[WHAT IS ASKED]: Print everything in the material below, unchanged, from the line containing "the truck license" down to the line containing "165, 58, 273, 122", including both of those lines.

[RECORD SET]:
┄┄┄┄┄┄┄┄┄┄┄┄┄┄┄┄┄┄┄┄

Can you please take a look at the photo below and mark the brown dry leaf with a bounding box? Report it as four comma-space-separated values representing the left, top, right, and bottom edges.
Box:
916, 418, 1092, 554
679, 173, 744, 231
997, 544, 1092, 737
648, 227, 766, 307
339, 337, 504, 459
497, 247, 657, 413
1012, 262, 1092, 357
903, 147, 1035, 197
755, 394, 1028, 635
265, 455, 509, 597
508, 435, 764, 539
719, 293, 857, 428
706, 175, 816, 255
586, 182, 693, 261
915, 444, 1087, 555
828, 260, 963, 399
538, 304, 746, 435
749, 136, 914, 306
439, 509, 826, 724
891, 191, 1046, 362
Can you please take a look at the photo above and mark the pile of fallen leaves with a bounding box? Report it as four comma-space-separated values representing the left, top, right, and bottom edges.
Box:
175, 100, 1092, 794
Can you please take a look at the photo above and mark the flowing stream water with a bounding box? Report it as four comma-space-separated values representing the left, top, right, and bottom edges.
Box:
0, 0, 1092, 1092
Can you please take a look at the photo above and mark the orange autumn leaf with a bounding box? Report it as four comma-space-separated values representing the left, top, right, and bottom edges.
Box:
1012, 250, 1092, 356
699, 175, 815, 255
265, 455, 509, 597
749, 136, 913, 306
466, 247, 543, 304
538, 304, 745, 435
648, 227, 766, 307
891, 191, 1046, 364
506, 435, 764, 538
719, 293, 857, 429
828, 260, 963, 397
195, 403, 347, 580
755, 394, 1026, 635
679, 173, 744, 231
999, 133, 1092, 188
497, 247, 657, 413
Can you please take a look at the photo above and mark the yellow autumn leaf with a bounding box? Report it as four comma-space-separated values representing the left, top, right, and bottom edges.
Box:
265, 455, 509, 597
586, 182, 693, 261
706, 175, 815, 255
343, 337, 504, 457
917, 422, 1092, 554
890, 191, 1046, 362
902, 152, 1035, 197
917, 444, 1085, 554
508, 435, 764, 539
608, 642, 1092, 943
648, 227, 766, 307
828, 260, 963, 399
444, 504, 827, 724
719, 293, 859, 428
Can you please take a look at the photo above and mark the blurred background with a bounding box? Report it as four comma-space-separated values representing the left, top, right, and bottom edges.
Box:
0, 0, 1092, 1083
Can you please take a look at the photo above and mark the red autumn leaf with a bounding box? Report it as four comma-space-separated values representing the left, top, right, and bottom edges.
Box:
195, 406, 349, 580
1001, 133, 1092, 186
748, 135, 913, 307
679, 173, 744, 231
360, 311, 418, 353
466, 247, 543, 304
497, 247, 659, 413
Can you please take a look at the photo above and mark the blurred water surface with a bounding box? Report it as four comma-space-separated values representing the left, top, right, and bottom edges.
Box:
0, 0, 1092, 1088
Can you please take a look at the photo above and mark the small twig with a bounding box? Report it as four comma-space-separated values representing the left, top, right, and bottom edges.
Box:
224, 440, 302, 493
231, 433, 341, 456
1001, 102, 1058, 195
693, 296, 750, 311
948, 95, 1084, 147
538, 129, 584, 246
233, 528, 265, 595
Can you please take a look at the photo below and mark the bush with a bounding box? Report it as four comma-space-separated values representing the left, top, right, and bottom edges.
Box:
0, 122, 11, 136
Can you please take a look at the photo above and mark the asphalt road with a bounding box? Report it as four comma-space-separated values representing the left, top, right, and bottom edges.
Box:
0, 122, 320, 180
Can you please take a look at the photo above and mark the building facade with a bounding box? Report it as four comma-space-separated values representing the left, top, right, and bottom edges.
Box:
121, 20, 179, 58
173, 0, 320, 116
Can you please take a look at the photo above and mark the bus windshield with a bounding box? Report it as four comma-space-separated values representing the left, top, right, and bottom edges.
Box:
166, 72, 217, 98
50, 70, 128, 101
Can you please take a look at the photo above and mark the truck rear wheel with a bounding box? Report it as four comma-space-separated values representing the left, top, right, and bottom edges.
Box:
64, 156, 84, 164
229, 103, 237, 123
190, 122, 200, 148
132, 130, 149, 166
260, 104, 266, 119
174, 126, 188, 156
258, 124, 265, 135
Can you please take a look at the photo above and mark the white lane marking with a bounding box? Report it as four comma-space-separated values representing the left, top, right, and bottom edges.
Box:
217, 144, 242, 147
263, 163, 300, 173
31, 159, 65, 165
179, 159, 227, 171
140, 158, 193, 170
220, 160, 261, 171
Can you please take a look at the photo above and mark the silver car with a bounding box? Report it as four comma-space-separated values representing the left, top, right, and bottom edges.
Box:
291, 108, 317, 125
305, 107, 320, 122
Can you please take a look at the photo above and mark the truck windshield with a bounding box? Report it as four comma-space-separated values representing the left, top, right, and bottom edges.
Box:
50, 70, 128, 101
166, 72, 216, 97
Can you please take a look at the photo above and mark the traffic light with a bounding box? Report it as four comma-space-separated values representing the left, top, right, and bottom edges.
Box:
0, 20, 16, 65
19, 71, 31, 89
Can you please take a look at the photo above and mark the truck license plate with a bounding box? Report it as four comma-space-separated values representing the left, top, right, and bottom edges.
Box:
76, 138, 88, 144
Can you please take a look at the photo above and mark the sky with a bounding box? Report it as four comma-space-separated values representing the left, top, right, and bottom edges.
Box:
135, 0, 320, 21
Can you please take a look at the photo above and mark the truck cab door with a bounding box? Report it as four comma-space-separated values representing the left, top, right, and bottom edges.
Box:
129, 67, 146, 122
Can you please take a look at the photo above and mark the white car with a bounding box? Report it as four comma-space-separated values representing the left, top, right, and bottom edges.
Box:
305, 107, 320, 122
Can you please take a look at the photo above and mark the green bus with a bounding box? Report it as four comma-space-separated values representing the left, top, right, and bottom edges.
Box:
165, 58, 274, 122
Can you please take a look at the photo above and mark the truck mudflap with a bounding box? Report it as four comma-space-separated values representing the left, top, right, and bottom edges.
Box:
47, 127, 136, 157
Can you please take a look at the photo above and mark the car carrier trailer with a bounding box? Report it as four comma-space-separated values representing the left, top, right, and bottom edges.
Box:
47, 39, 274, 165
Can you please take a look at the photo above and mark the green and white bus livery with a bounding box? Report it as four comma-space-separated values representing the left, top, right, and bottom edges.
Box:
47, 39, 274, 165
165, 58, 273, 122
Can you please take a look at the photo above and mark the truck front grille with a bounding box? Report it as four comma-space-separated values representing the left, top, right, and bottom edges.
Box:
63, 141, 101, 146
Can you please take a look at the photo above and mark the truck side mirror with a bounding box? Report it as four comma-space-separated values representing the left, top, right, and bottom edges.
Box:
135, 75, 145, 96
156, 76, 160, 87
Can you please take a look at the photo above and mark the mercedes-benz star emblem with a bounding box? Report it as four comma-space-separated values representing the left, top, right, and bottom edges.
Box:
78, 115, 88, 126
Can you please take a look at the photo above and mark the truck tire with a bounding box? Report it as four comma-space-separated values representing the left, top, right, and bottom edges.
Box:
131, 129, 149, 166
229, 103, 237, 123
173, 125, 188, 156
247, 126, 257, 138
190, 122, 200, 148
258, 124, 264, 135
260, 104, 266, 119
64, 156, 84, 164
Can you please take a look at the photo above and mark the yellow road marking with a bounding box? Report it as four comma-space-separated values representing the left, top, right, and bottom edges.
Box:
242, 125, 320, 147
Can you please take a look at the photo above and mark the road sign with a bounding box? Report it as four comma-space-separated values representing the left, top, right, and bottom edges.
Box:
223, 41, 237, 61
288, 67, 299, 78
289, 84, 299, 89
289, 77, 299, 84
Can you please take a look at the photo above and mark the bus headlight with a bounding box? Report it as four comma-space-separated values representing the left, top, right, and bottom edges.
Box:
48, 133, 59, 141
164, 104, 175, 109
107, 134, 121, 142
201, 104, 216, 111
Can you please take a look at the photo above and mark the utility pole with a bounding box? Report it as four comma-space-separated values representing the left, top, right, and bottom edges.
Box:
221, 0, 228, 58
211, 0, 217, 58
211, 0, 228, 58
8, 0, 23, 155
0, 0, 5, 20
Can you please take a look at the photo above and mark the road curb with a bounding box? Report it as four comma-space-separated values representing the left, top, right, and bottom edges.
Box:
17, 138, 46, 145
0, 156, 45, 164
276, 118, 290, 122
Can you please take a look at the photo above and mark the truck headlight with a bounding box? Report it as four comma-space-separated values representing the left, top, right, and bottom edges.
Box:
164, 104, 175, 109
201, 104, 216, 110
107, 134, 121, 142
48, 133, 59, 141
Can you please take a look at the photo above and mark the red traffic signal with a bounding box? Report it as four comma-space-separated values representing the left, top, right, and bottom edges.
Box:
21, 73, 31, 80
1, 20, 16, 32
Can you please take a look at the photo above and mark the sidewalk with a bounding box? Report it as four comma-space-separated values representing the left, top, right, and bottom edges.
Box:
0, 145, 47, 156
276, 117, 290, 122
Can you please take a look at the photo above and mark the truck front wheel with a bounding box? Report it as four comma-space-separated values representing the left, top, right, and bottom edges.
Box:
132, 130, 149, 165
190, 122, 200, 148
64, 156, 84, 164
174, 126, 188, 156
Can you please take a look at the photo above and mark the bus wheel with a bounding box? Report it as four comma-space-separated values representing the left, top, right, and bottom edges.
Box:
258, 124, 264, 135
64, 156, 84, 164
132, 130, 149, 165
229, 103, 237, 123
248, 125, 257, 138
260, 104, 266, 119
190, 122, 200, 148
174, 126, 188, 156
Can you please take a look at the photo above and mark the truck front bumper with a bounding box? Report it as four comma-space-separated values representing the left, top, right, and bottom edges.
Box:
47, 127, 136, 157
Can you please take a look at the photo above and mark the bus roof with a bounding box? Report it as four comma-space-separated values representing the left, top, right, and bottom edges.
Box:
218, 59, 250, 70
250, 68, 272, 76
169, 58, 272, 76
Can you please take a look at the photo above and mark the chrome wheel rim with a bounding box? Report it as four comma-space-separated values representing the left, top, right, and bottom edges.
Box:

┄┄┄┄┄┄┄┄┄┄┄┄┄┄┄┄┄┄┄┄

[COMPLETED EXERCISE]:
Can you please take a look at the photo above and mark the truck license plate with a bounding box? Report it as four comma-space-separated values representing the left, top, right, and bottom edges.
Box:
76, 138, 88, 144
Can you please take a look at the photo above and mark the sky with a bounding box? Report it as four comma-space-separated values representing the left, top, right, and bottom edges.
Box:
135, 0, 320, 21
Can you please take a look at the photo above and mark the truck cab door with a bounding box? Report it as four comma-space-separated values representing the left, top, right, and bottom edges.
Box:
129, 67, 146, 122
Can you please take a look at the photo above and mark the white car with a bounding box? Report it as four comma-space-separated values representing the left, top, right, and bottom edges.
Box:
305, 107, 320, 122
Can you please take a look at the photo above and mark the green bus with a bounding box? Report it as four comma-space-separated values representing the left, top, right, and bottom edges.
Box:
165, 58, 274, 122
Can you please take a look at the photo above and mark the truck mudflap with a bounding box? Report it as four comma-space-separated values representing the left, top, right, and bottom edges.
Box:
47, 127, 136, 157
Can you please take a look at the photo above and mark the car carrier trailer with a bounding box? Report it as four comma-space-separated values representing the left, top, right, and bottom edges.
Box:
47, 39, 274, 165
Can you please take a look at the photo above and mark the green and white bus livery with a bounding box? Report it as four comma-space-separated values representing the left, top, right, and bottom edges.
Box:
47, 39, 274, 165
165, 58, 273, 122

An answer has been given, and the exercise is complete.